Problem requirements – Please reproduce the stretch from the line containing "Query: wet leaf with water droplet" through the end of the lines below, swapping "stone" for "granite" and leaving everything else unchanged.
—————
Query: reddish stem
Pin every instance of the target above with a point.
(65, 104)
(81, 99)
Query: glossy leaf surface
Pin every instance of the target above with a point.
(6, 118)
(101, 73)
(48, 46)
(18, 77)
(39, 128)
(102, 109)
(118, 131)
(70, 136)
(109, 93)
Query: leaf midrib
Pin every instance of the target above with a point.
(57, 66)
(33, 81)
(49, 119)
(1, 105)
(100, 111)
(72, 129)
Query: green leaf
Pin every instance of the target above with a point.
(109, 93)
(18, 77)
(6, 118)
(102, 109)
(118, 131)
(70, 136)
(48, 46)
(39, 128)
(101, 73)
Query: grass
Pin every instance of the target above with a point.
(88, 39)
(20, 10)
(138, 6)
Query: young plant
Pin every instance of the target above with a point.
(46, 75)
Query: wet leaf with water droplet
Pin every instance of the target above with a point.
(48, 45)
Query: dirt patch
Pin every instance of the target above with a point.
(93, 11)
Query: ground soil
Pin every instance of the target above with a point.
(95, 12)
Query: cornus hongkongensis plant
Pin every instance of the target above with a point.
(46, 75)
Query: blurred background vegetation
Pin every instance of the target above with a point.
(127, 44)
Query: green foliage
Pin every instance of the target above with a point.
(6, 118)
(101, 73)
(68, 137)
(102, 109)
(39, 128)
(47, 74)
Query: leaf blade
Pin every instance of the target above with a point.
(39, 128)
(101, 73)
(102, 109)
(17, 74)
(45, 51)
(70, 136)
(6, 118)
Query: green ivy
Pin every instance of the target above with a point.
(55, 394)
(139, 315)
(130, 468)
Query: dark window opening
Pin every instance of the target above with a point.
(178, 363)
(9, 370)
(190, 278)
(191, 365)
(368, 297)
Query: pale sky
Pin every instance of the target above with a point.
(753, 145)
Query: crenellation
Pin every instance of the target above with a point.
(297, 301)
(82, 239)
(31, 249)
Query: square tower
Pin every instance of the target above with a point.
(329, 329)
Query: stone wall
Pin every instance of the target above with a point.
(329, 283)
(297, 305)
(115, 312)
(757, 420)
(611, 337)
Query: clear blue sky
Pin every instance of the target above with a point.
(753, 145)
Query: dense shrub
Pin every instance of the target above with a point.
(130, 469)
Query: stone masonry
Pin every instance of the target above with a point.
—————
Result of this exercise –
Query: wet leaf with water droplet
Pin every instance of the target above with a point.
(48, 45)
Query: dirt patch
Pin every instance of the target above with a point.
(93, 11)
Query: ground soil
Pin every instance of the target above with a point.
(95, 12)
Query: cornus hongkongensis plant
Pin every instance of the target above with a point.
(46, 75)
Query: blurred background vegetation
Pin every instance of the target above with a point.
(127, 44)
Query: green foliage
Pin every instance of the target above with a point.
(6, 118)
(101, 73)
(68, 137)
(102, 109)
(39, 128)
(47, 74)
Query: leaf blade
Pin every instance of the target above with a point.
(39, 128)
(101, 73)
(102, 109)
(17, 74)
(45, 51)
(70, 136)
(6, 118)
Query: green ivy
Pin every instance of the target above with a point.
(55, 394)
(139, 315)
(130, 468)
Query: dark window opening
Pin every instance of the target above with a point.
(178, 363)
(9, 370)
(190, 278)
(191, 365)
(368, 297)
Query: pale sky
Pin every instance of the target above with a point.
(753, 145)
Query: crenellation
Pin every instance of the target above with a point.
(297, 301)
(82, 239)
(31, 249)
Query: square tower
Pin every instance of the target above with a point.
(329, 329)
Query: granite wall
Pin every instance of the target above with a point.
(329, 283)
(297, 305)
(115, 312)
(757, 420)
(611, 337)
Query: clear blue sky
Pin every instance of the target above with a point.
(753, 145)
Query: dense shrub
Pin every instance of the target above with a point.
(130, 469)
Query: granite masonry
Pin every instance of the target above with a point.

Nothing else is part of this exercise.